■ **Text segment**
Return significance-filtered keywords, sorted by absolute effect size.

Parameters:

Name Type Description Default
top int | None

Maximum number of keywords (positive and negative combined) to keep; None keeps all significant keywords.

None

Returns:

Name Type Description
A KeywordTable

class:KeywordTable of the significant, directional rows.

Contract
  • Only rows significant at p<0.05 (log-likelihood) and with a non-neutral direction are included.
  • Rows are ordered by absolute effect size, descending.

Examples:

>>> from collections import Counter
>>> focus = Counter({"climate": 30, "the": 80})
>>> reference = Counter({"climate": 2, "the": 78})
>>> k = Keyness(focus, reference)
>>> [r.type for r in k.keywords(top=5)]
['climate']
Source code in keyflux/keyness/keyness.py
def keywords(self, top: int | None = None) -> KeywordTable:
    """Return significance-filtered keywords, sorted by absolute effect size.

    Args:
        top: Maximum number of keywords (positive and negative combined) to
            keep; None keeps all significant keywords.

    Returns:
        A :class:`KeywordTable` of the significant, directional rows.

    Contract:
        - Only rows significant at p<0.05 (log-likelihood) and with a
          non-neutral direction are included.
        - Rows are ordered by absolute effect size, descending.

    Examples:
        >>> from collections import Counter
        >>> focus = Counter({"climate": 30, "the": 80})
        >>> reference = Counter({"climate": 2, "the": 78})
        >>> k = Keyness(focus, reference)
        >>> [r.type for r in k.keywords(top=5)]
        ['climate']
    """
    rows = [
        r
        for r in self._rows
        if r.direction != "neutral" and is_significant(r.significance)
    ]
    if top is not None:
        rows = rows[:top]
    return KeywordTable(rows=tuple(rows), repro=self._repro(top))

lockwords(*, max_ll=measures.CHI2_CRITICAL['p05'], max_abs_log_ratio=0.5, min_freq_both=5)

Return lockwords: stable types with comparable frequency in both corpora.

Parameters:

Name Type Description Default
max_ll float

Lockwords must have a log-likelihood below this (not significant at p<0.05 by default).

Data entries
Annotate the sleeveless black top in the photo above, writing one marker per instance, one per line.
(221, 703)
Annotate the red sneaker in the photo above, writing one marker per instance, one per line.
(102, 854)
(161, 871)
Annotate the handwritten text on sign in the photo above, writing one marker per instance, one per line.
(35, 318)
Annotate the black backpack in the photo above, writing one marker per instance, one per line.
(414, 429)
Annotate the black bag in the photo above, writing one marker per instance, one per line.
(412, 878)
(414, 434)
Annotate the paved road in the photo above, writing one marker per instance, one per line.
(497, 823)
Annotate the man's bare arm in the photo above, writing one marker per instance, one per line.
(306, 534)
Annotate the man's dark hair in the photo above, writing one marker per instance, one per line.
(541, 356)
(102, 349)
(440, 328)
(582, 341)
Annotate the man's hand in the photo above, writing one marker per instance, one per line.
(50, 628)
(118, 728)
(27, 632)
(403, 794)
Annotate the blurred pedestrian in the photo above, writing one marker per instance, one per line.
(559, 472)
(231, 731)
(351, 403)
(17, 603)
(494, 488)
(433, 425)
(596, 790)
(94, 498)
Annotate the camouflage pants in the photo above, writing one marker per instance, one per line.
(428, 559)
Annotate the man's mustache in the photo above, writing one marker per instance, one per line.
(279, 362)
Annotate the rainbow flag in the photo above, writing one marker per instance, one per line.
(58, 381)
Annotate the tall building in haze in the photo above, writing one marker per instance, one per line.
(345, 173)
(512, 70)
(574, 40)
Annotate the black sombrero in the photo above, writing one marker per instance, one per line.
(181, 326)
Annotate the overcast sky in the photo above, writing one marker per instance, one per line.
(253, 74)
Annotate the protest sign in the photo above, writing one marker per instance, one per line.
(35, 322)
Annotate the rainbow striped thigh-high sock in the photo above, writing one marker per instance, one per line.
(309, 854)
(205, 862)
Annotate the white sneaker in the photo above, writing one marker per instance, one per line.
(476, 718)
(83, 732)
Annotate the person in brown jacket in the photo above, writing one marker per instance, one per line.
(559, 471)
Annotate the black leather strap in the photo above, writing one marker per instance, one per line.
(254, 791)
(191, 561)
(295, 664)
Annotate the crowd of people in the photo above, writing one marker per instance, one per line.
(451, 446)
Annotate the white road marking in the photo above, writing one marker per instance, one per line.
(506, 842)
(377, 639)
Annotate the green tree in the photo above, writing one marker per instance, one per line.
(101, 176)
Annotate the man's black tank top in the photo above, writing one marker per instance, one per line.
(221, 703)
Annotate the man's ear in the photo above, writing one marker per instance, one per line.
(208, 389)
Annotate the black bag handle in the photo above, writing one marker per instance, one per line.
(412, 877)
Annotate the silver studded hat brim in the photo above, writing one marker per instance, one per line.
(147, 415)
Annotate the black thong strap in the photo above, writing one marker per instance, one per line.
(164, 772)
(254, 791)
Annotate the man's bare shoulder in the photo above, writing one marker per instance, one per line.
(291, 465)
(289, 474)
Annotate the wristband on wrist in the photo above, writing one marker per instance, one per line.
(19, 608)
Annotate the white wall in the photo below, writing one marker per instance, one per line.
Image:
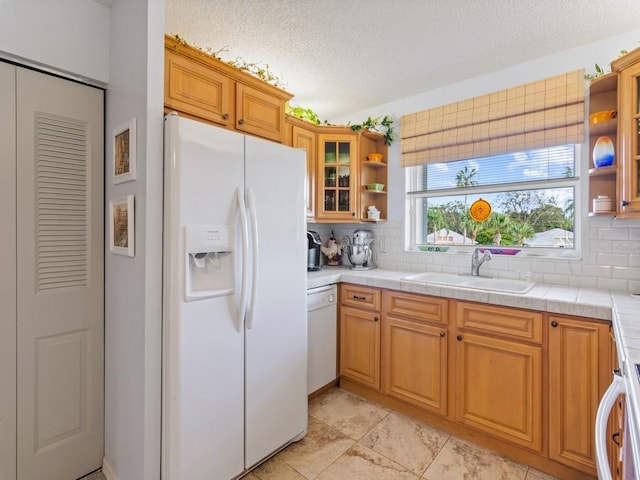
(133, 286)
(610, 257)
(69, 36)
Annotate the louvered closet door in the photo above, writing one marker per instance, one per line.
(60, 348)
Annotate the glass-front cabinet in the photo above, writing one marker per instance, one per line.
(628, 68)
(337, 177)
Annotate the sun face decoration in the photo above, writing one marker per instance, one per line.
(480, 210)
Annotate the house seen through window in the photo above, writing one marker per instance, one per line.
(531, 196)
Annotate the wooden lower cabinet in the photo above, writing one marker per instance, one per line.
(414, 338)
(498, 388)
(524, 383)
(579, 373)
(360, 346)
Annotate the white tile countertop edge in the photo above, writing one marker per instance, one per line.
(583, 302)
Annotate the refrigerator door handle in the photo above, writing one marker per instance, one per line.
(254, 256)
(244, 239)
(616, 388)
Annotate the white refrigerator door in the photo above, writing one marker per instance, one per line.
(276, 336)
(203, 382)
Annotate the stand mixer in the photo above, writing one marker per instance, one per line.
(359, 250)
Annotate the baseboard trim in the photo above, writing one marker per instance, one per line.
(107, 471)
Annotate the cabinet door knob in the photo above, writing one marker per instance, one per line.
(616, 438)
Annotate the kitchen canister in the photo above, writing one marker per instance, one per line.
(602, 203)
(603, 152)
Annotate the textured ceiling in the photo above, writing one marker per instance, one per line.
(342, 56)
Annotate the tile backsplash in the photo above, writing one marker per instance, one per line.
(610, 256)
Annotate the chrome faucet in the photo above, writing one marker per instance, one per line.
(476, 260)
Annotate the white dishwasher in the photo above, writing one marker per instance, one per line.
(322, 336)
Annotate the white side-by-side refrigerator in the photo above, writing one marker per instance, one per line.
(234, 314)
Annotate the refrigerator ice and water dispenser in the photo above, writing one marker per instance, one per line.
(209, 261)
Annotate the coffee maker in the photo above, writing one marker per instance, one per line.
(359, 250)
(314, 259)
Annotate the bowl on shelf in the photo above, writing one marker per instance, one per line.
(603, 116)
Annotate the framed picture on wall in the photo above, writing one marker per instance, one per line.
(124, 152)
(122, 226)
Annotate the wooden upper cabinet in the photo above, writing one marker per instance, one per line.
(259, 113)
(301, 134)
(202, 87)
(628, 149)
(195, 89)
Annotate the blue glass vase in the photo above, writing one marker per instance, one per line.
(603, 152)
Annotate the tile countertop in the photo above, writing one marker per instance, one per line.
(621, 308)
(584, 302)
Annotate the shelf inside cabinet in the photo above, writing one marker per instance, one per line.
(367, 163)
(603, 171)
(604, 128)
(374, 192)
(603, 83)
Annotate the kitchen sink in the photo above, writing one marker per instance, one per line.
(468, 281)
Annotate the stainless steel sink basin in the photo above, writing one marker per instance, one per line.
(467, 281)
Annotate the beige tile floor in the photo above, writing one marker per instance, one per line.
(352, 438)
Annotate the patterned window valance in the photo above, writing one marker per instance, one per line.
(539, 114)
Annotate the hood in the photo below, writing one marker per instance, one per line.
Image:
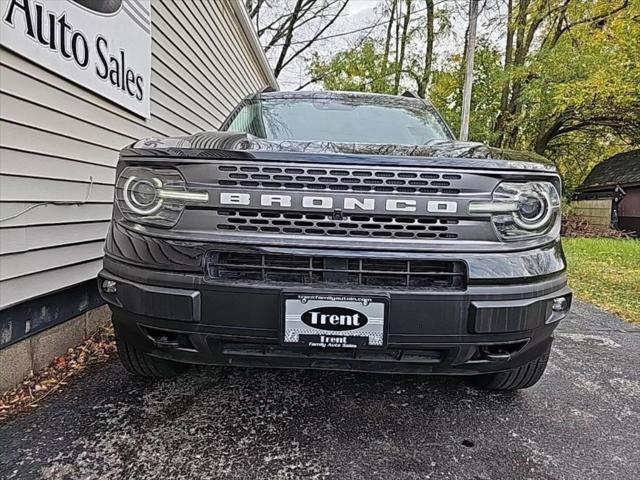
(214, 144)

* * *

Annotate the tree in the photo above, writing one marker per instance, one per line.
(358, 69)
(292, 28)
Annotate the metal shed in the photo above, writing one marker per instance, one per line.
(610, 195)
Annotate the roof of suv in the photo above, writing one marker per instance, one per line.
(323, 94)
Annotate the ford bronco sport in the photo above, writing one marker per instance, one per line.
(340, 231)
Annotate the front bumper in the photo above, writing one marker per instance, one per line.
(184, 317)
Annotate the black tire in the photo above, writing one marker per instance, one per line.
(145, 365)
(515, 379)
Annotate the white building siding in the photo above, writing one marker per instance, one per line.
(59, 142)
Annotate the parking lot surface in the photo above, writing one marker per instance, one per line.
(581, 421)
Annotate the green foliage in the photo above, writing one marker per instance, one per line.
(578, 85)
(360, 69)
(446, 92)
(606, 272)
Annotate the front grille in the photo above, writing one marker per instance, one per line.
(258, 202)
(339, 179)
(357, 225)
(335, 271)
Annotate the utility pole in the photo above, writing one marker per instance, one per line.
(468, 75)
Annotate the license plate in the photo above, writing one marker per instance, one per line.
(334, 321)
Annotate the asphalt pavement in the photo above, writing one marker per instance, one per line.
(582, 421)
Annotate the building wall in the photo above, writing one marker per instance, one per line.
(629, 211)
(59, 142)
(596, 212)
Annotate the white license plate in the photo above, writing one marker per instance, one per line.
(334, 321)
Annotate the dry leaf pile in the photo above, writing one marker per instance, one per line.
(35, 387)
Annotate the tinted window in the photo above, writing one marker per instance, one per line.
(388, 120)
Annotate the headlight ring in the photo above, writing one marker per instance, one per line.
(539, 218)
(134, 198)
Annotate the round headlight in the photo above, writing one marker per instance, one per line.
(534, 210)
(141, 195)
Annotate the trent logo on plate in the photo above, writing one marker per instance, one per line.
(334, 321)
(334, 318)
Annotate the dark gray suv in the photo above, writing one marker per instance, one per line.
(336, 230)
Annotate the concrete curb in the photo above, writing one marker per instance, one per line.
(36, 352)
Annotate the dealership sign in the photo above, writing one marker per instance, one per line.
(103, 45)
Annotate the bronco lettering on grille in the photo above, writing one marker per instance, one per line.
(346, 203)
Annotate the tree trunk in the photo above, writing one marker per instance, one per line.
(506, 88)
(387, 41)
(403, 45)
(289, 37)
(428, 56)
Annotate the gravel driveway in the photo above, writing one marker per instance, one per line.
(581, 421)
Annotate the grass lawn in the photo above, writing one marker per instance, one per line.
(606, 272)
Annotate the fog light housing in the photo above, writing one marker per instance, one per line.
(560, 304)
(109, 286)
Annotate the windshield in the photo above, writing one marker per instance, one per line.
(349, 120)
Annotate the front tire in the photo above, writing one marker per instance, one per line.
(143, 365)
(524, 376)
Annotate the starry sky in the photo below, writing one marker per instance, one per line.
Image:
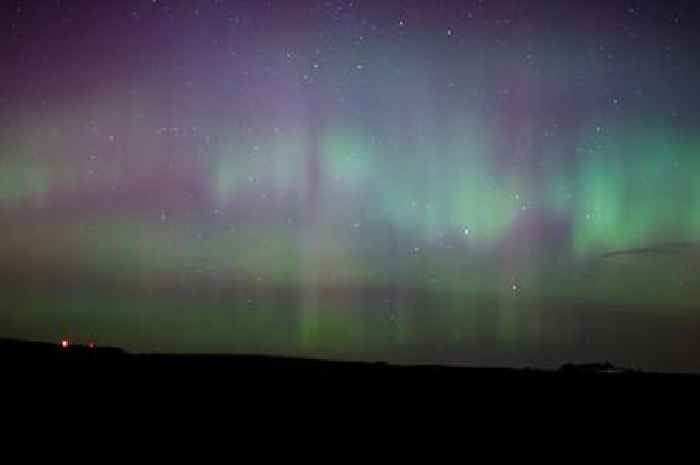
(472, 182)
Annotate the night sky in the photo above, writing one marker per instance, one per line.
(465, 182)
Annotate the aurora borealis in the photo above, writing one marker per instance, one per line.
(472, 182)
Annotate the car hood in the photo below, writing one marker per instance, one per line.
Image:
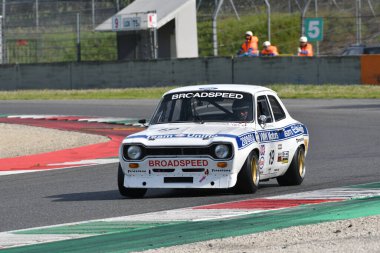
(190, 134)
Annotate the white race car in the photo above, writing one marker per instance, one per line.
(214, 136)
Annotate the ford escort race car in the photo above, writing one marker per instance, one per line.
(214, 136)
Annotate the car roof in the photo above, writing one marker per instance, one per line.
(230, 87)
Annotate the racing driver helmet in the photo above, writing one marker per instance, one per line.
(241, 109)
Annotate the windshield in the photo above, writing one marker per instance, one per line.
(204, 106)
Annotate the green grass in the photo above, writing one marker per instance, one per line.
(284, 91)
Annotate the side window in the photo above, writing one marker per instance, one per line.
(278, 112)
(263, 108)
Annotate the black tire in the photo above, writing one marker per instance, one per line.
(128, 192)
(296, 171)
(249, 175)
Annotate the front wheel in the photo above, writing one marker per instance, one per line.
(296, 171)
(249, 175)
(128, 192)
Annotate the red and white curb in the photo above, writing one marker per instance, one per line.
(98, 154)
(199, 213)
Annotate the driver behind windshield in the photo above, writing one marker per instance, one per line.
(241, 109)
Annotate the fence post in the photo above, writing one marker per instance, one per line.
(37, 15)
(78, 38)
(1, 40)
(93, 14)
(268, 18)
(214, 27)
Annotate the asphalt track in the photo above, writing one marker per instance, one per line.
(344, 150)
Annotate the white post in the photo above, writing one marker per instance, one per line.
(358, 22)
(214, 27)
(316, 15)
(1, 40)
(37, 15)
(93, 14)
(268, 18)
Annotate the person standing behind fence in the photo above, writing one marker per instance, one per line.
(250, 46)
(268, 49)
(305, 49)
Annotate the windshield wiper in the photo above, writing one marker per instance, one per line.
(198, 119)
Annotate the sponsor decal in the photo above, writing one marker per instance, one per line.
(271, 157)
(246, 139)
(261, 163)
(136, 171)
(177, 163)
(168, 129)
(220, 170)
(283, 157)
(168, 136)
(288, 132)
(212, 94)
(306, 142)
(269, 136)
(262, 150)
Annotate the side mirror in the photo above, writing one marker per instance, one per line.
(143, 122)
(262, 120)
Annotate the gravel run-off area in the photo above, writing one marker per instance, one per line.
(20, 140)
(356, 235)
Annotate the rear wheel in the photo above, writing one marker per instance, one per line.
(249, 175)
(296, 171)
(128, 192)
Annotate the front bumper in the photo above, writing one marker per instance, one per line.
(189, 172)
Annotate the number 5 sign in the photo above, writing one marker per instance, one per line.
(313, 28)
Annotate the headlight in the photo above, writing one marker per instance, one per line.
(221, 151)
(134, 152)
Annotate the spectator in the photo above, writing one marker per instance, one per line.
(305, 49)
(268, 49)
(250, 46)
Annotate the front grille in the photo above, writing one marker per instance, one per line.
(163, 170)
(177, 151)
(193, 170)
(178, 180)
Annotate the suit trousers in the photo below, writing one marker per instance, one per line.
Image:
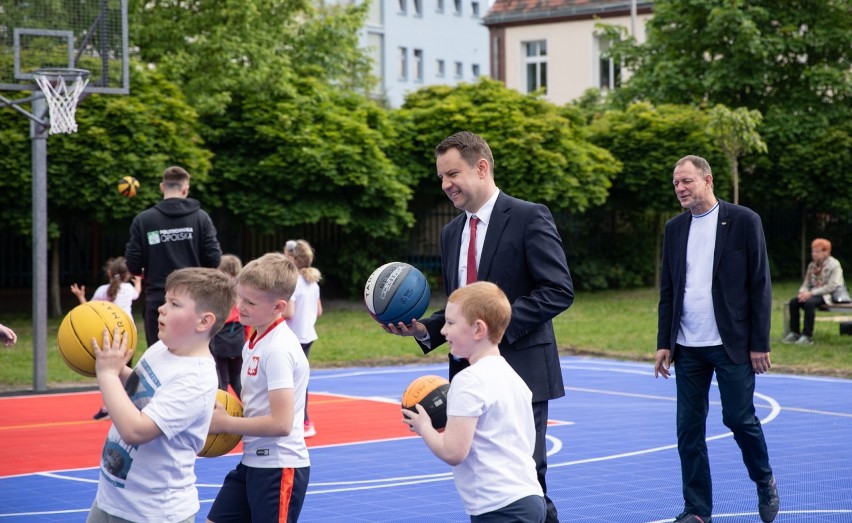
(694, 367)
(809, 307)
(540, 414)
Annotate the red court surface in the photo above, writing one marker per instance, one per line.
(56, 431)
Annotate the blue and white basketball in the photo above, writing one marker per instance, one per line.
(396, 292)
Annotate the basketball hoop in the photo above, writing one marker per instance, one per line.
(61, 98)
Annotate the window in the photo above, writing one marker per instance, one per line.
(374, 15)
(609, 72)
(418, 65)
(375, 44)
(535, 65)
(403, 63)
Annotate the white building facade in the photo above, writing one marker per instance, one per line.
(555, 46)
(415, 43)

■ **Problem details**
Write out the stretch of the keyness documentation from "class:KeywordTable of the" through "a non-neutral direction are included." again, substituting "signed" for "directional".

■ **Response to the exercise**
class:KeywordTable of the significant, signed rows.

Contract
  • Only rows significant at p<0.05 (log-likelihood) and with a non-neutral direction are included.